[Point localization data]
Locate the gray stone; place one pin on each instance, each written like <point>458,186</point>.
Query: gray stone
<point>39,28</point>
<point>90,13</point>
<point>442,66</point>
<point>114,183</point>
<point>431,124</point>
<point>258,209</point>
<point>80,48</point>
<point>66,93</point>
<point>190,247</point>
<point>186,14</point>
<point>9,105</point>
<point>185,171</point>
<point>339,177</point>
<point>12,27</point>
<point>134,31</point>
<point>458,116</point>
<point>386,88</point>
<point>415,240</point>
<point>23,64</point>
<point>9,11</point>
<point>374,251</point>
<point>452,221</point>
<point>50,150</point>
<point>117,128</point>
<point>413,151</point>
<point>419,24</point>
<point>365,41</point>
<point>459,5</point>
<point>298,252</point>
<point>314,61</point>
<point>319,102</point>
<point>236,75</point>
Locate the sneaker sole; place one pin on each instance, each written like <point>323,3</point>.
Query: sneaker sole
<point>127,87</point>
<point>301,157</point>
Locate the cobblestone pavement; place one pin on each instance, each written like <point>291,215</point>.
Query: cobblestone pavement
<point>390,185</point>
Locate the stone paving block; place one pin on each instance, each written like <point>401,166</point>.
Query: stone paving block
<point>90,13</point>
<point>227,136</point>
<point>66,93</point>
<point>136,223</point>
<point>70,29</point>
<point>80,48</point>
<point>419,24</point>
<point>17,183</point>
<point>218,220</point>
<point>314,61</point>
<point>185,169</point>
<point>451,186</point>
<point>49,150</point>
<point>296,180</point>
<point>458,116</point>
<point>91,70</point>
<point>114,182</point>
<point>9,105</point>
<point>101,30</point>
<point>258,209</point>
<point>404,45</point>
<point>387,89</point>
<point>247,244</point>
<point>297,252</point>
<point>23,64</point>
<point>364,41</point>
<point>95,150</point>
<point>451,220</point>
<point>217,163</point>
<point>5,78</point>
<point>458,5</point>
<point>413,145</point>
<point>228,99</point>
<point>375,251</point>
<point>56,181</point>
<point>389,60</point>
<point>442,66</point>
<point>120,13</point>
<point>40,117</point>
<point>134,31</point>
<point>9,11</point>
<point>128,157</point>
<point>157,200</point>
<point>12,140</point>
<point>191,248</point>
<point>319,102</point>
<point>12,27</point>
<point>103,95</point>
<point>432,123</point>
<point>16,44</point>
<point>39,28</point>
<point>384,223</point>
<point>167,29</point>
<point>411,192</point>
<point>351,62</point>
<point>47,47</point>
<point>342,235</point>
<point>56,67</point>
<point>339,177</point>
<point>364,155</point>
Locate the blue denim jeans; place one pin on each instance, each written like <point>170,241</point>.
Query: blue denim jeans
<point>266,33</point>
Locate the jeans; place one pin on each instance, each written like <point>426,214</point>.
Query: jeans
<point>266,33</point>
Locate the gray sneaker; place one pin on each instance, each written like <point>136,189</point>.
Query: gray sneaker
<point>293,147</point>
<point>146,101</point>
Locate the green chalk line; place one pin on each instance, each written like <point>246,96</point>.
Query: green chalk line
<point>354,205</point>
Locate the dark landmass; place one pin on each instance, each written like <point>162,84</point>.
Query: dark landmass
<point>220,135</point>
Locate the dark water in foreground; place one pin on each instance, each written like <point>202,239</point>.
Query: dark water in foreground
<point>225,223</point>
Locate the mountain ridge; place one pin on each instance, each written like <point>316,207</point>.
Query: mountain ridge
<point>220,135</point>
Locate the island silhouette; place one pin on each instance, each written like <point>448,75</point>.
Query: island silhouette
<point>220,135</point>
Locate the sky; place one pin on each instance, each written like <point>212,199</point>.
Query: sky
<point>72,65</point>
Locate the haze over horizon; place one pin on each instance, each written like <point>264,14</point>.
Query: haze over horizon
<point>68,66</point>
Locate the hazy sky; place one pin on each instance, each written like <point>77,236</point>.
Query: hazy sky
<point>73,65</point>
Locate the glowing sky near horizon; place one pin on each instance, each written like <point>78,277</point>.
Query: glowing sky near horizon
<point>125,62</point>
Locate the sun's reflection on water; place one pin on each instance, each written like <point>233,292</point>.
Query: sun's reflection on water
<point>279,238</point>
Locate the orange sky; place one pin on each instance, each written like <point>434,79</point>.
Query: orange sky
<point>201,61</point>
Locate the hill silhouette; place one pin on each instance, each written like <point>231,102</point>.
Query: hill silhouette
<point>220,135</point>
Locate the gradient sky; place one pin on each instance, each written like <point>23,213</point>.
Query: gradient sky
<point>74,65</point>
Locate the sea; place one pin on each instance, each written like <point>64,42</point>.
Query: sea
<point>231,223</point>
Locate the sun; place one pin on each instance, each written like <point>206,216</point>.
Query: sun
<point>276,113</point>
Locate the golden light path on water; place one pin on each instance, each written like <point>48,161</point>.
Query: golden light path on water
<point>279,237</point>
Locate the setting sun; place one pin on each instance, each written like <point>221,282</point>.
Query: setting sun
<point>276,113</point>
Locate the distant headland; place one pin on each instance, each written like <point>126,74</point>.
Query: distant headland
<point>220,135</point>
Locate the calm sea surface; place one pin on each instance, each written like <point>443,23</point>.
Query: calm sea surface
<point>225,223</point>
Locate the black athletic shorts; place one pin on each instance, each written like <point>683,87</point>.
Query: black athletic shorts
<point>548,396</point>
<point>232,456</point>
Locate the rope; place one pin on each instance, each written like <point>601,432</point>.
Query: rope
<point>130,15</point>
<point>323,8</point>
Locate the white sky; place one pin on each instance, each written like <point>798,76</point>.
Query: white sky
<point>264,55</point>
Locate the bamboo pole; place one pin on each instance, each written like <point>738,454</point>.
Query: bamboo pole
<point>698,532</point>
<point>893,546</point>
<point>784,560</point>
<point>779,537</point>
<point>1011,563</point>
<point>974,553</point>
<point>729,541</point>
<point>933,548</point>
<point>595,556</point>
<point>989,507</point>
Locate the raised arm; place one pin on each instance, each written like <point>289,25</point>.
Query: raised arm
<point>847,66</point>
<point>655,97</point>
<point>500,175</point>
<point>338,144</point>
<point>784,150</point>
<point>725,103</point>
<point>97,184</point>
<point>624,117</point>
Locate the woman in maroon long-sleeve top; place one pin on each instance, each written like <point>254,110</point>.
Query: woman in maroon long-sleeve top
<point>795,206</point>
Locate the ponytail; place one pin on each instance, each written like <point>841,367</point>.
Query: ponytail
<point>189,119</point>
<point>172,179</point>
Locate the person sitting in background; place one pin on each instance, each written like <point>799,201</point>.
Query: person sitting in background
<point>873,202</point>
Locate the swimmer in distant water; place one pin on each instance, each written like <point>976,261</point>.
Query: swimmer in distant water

--

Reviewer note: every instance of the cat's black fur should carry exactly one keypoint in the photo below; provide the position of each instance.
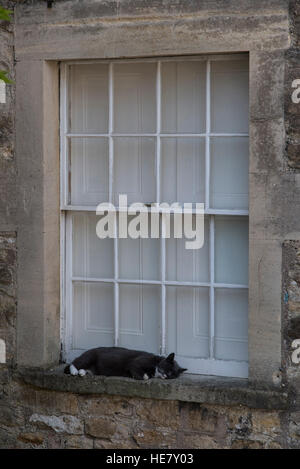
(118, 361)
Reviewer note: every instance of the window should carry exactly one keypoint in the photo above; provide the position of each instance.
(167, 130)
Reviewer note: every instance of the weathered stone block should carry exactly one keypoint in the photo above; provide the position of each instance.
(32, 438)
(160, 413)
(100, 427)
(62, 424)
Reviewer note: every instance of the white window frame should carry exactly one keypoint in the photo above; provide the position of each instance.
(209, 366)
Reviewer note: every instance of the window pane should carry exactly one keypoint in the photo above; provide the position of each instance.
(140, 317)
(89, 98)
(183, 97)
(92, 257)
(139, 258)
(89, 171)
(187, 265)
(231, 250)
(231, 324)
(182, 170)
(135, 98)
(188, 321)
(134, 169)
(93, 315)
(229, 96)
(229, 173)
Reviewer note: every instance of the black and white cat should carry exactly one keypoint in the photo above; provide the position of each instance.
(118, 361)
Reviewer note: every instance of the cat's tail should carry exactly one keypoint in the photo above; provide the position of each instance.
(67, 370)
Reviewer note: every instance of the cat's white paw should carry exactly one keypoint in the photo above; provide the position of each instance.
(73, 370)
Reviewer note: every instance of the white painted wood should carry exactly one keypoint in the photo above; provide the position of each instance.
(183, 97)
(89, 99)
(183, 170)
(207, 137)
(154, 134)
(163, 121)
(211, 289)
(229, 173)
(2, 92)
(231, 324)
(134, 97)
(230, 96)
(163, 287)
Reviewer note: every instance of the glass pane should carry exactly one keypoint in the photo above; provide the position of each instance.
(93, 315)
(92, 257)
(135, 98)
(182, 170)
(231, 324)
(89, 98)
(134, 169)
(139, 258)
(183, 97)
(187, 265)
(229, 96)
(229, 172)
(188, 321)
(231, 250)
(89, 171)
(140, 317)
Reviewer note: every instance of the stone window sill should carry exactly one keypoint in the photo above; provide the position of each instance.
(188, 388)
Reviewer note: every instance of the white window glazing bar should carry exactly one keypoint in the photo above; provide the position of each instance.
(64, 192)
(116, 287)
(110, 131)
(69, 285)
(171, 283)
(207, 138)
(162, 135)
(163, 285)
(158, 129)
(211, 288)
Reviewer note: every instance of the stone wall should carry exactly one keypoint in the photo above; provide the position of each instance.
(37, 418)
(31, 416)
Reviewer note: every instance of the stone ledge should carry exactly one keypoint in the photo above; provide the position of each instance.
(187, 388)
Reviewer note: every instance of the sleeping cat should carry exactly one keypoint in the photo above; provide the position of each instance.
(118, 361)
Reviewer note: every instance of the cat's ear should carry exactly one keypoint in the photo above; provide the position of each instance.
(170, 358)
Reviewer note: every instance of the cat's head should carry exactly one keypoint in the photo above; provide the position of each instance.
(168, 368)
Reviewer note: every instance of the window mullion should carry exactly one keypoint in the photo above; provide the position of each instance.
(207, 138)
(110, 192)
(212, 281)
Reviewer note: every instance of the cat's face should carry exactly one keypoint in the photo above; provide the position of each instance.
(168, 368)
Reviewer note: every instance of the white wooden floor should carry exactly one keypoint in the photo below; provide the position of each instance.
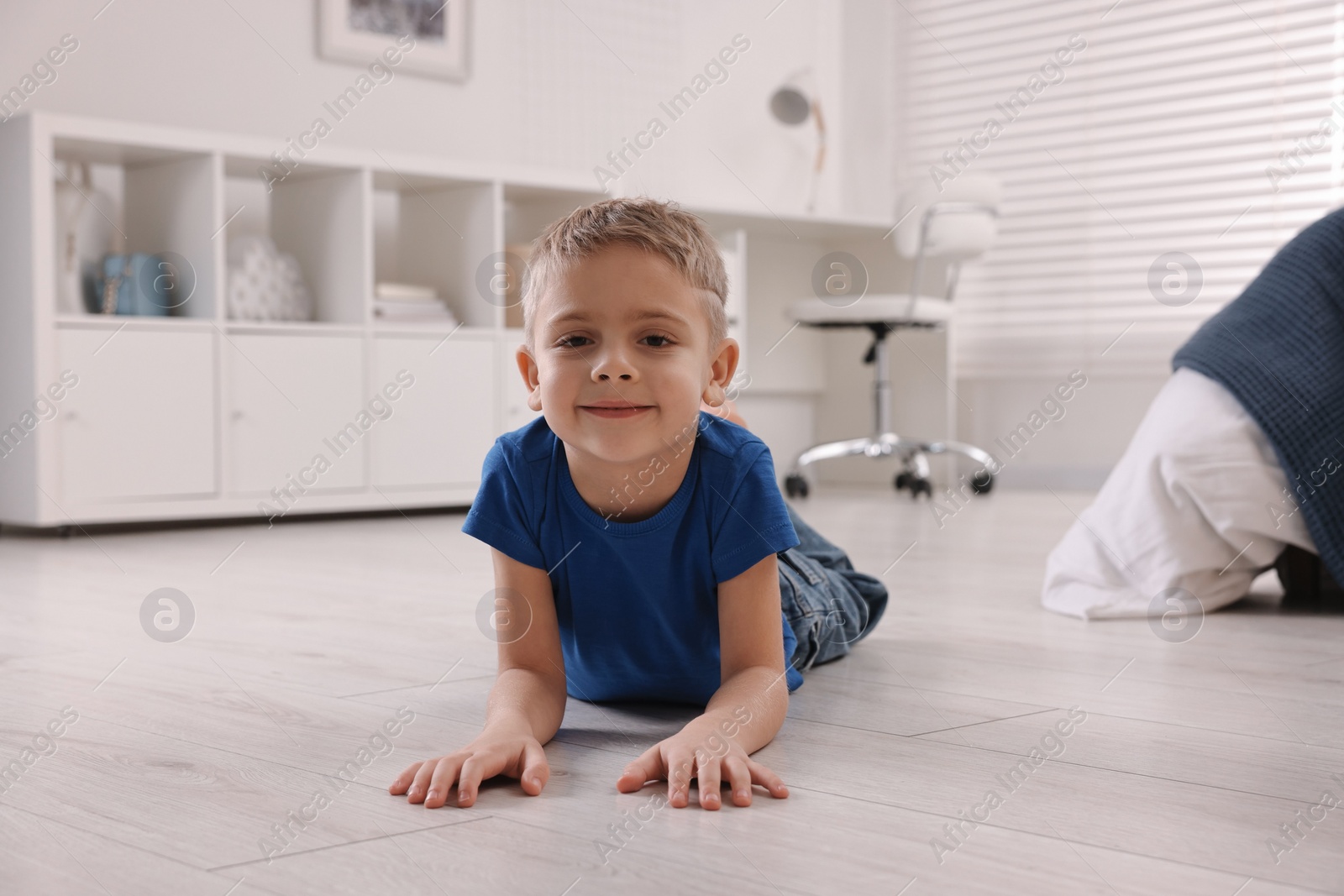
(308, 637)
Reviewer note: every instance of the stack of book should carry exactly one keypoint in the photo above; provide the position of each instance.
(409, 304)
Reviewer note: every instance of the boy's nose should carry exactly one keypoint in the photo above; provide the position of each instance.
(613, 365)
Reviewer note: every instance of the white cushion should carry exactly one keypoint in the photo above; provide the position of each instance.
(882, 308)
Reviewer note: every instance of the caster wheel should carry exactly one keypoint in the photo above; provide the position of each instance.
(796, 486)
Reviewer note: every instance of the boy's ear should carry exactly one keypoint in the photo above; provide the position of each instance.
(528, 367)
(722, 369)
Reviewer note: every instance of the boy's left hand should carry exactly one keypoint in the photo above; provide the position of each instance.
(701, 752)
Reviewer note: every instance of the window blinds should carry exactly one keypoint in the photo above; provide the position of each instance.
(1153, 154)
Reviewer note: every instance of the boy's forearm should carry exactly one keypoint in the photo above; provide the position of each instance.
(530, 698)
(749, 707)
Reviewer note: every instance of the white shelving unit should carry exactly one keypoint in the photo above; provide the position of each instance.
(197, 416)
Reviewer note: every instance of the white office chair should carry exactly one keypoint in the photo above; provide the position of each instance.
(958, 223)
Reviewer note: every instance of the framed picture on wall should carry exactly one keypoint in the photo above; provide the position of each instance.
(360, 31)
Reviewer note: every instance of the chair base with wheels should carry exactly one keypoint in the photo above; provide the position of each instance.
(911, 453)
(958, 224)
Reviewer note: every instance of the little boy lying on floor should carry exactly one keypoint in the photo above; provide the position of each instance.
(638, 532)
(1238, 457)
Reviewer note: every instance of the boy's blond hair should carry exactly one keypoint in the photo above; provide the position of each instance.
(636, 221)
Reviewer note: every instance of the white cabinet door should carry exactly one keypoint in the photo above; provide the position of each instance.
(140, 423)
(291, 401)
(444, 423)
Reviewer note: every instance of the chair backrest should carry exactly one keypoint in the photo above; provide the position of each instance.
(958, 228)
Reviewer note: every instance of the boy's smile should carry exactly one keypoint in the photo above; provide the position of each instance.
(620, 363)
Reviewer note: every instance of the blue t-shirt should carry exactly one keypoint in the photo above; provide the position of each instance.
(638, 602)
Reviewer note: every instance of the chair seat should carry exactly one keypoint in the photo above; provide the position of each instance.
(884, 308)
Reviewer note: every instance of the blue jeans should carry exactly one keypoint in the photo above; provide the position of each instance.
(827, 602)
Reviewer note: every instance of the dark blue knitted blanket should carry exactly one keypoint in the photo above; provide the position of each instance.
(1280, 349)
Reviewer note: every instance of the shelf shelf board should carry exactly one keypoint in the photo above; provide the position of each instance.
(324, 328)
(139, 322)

==

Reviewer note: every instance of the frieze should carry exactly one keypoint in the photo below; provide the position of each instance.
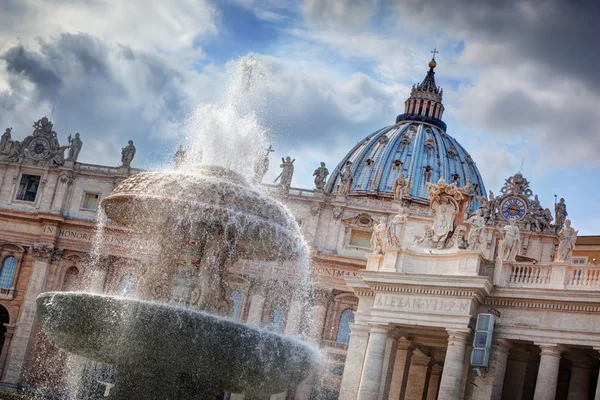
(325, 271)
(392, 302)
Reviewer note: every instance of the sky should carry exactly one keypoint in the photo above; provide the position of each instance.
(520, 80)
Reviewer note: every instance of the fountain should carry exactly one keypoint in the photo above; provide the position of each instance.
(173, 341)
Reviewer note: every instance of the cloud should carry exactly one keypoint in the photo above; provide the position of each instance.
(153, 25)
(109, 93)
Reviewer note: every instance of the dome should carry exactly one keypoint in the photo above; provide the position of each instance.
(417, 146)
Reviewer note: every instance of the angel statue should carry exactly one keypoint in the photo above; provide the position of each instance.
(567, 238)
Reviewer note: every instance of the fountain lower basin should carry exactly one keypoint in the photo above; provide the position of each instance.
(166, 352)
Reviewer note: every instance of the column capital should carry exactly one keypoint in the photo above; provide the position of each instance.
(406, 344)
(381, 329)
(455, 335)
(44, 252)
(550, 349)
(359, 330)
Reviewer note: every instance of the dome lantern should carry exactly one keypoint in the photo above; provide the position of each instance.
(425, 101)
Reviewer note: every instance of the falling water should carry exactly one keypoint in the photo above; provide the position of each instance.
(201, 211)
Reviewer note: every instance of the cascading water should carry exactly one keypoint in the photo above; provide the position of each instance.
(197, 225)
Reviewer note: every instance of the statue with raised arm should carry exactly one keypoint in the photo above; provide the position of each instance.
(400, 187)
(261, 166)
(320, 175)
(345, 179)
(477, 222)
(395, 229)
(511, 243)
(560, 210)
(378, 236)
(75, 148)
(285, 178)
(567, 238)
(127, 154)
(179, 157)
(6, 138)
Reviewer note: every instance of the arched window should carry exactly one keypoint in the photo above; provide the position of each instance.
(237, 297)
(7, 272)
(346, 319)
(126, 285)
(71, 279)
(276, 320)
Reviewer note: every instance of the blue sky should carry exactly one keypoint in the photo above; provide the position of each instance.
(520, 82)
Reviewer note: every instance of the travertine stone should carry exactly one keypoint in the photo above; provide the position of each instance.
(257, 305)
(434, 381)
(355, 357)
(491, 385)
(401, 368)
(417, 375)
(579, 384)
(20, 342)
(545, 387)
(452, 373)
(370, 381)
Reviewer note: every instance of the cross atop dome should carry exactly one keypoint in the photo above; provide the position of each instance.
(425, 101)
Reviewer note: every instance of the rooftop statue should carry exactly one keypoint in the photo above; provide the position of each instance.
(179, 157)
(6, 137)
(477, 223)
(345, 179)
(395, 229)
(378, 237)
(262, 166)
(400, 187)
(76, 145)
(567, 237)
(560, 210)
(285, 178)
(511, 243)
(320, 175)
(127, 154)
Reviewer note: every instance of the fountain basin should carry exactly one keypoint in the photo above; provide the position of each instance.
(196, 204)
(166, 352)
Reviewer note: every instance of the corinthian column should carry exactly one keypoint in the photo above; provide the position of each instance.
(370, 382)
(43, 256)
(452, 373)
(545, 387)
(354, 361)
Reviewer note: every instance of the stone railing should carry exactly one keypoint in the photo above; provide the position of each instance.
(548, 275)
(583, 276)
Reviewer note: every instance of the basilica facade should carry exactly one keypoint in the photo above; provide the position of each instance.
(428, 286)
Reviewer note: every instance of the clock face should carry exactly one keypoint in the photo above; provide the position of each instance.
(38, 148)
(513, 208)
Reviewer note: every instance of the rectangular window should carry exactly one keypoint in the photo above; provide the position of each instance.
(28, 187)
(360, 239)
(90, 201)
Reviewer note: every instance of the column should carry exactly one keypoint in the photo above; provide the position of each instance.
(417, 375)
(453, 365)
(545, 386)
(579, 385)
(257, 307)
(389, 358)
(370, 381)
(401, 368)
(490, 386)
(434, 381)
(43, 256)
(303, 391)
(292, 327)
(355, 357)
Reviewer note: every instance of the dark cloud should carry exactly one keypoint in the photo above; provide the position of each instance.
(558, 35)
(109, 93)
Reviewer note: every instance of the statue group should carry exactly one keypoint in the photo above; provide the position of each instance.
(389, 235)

TASK PROMPT :: Set down, exactly as they appear above, all lines from the one that has "Query: person sitting in background" down to the one that has "Query: swimmer in distant water", including those two and no others.

RESPONSE AREA ::
Query: person sitting in background
<point>873,202</point>
Locate the swimmer in distant water; place one pin on each instance, each written like <point>976,261</point>.
Query: swimmer in distant water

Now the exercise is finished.